## Your task
Only the lines below between the ones containing "x=456, y=377" and "x=1299, y=438", inclusive, are to be reproduced, each exactly as it stands.

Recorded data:
::::::::::
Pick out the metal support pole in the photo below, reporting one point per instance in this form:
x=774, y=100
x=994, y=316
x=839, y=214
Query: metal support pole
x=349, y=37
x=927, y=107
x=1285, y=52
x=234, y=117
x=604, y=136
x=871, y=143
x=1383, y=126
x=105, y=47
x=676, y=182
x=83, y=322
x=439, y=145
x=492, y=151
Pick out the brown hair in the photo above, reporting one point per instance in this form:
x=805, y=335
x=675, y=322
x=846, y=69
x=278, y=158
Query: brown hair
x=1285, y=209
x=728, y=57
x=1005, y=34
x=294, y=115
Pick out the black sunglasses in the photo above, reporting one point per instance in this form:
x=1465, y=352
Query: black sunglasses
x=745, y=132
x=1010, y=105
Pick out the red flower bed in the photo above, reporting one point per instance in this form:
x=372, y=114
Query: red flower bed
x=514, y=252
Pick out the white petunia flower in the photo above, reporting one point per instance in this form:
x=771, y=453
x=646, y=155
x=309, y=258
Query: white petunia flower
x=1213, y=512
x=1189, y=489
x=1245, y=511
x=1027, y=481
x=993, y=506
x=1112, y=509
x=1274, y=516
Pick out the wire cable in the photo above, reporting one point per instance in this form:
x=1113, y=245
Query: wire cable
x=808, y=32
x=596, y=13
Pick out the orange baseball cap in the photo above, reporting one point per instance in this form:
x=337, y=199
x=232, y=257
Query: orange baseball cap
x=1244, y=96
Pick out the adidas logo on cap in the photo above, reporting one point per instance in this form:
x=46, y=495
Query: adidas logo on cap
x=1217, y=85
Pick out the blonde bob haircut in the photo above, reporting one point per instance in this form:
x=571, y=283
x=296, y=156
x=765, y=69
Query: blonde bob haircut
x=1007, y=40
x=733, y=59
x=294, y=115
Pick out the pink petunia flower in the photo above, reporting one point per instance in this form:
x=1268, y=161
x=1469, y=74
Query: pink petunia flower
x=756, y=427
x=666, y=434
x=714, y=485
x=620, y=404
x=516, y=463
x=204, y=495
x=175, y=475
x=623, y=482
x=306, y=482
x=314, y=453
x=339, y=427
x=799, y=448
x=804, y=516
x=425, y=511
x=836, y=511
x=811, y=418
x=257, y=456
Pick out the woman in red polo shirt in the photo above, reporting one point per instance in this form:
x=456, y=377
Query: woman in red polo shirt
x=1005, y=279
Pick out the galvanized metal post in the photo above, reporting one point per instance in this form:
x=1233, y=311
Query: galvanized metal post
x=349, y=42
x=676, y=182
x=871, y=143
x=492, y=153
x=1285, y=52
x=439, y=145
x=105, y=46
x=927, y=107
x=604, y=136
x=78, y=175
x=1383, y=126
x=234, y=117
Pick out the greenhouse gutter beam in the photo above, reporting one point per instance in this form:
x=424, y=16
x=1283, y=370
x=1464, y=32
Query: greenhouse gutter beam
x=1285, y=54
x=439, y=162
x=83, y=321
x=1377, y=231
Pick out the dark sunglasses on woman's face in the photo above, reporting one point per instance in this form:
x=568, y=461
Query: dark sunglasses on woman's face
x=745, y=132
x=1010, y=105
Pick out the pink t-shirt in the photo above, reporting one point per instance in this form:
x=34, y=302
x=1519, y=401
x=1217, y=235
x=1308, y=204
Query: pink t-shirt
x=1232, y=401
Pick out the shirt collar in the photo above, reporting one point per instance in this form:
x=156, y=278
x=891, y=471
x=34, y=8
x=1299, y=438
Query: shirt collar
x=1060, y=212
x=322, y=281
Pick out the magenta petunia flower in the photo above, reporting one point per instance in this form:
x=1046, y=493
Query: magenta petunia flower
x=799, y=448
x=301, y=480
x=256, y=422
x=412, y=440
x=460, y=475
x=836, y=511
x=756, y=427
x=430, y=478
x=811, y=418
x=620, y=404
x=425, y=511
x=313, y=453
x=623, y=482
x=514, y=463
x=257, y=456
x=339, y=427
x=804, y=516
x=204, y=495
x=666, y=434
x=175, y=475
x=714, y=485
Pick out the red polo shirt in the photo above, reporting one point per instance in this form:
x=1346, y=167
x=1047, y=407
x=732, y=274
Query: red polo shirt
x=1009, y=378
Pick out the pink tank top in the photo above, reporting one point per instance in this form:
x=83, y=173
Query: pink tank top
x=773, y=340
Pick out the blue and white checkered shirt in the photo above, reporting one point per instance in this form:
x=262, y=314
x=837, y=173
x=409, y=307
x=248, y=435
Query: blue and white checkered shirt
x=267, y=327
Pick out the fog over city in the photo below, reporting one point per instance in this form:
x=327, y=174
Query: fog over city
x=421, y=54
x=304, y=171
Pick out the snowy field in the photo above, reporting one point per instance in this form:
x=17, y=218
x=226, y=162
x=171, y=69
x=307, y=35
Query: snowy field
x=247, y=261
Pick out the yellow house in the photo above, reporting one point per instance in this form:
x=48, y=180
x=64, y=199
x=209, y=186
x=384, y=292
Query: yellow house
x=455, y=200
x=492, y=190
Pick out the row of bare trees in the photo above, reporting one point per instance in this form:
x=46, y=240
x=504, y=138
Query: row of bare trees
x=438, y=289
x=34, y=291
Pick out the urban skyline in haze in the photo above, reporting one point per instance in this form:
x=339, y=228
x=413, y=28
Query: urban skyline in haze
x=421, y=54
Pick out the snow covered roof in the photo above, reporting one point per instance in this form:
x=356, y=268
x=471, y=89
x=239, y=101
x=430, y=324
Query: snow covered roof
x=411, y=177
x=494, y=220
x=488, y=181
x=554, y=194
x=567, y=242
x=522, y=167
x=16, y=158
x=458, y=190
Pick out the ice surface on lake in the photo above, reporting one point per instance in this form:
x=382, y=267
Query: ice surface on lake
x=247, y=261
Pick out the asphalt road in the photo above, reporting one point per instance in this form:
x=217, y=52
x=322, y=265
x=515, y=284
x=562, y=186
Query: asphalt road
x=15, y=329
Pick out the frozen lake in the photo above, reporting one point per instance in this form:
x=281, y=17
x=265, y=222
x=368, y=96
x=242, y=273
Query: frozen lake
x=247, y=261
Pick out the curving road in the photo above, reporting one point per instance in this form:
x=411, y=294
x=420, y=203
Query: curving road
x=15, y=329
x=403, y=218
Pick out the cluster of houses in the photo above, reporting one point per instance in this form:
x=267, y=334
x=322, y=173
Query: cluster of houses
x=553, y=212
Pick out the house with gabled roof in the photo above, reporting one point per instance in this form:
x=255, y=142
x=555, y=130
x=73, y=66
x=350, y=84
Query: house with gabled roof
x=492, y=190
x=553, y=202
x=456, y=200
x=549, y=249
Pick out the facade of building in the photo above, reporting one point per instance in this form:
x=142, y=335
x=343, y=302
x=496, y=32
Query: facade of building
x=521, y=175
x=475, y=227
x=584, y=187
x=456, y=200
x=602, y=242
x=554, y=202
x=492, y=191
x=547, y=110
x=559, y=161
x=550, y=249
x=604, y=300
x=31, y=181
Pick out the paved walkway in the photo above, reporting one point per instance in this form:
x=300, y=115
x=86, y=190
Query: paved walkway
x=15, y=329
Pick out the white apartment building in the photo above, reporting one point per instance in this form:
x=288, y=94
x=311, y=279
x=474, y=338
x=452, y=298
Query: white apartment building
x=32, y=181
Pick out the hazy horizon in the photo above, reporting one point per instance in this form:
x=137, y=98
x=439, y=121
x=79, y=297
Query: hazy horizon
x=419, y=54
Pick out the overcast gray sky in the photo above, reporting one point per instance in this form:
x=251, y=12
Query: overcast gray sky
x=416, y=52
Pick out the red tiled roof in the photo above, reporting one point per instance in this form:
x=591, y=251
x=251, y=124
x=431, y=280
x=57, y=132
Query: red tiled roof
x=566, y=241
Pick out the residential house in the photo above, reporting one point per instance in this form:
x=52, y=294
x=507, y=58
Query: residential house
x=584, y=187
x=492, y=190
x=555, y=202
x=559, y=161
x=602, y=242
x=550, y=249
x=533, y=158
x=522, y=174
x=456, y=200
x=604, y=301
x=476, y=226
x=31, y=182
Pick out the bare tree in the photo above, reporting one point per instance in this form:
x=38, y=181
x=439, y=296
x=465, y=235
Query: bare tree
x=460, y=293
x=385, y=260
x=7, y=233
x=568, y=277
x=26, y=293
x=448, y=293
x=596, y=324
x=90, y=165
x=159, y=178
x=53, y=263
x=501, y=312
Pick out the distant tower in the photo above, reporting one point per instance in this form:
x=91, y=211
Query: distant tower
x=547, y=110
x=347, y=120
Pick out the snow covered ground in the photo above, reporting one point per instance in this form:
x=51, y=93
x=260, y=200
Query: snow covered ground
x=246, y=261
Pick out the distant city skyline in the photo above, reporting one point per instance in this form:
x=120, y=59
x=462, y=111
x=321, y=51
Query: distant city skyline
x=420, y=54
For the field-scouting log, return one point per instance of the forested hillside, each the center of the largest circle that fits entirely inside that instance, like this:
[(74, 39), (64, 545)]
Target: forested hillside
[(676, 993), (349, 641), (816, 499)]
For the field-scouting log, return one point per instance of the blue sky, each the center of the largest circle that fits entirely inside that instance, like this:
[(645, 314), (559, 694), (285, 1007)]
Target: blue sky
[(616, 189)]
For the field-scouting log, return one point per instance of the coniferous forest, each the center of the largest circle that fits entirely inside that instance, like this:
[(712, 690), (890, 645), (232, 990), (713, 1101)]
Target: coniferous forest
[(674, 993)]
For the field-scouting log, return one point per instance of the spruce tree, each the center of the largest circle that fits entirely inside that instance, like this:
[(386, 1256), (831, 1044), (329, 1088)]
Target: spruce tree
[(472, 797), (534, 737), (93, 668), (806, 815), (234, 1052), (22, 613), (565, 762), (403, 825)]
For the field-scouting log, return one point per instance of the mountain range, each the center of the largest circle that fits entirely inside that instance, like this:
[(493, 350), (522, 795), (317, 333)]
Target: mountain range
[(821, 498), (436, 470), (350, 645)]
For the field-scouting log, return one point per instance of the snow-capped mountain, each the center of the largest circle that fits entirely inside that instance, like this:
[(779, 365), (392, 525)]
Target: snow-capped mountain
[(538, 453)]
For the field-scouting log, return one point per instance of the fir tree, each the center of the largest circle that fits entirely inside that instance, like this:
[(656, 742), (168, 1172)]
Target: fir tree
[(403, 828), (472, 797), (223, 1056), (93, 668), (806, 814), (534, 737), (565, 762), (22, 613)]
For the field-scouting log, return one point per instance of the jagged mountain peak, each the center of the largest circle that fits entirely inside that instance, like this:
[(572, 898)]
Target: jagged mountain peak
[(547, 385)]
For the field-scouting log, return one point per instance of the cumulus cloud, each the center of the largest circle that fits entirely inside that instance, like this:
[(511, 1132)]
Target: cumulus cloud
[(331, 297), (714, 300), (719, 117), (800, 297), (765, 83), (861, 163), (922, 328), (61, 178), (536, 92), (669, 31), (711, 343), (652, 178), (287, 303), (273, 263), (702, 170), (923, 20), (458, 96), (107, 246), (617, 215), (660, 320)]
::::::::::
## Solved problem
x=456, y=377
Query: woman in red polo shirt
x=1005, y=279
Pick out the galvanized metal post in the photo above, reporting one point per instance in this form:
x=1233, y=311
Query: galvanized metal post
x=349, y=42
x=676, y=182
x=871, y=143
x=492, y=153
x=1285, y=52
x=439, y=145
x=105, y=46
x=927, y=107
x=604, y=136
x=78, y=175
x=1383, y=126
x=234, y=117
Pick out the greenhouse gutter beam in the photo above, reporting one point per instance in this form:
x=424, y=16
x=1283, y=370
x=1464, y=32
Query: greenhouse gutter beam
x=1285, y=54
x=439, y=162
x=83, y=321
x=1377, y=231
Pick out the dark sunglasses on woman's face in the photo above, reporting one point per instance in this form:
x=568, y=461
Query: dark sunglasses on woman's face
x=745, y=132
x=1010, y=105
Pick out the pink t-shirt in the photo above, reporting one point per instance in this form:
x=34, y=302
x=1519, y=401
x=1217, y=235
x=1308, y=204
Query: pink t-shirt
x=1232, y=401
Pick out the shirt collar in the photo above, reporting one point per instance in this form:
x=156, y=278
x=891, y=471
x=34, y=8
x=1299, y=438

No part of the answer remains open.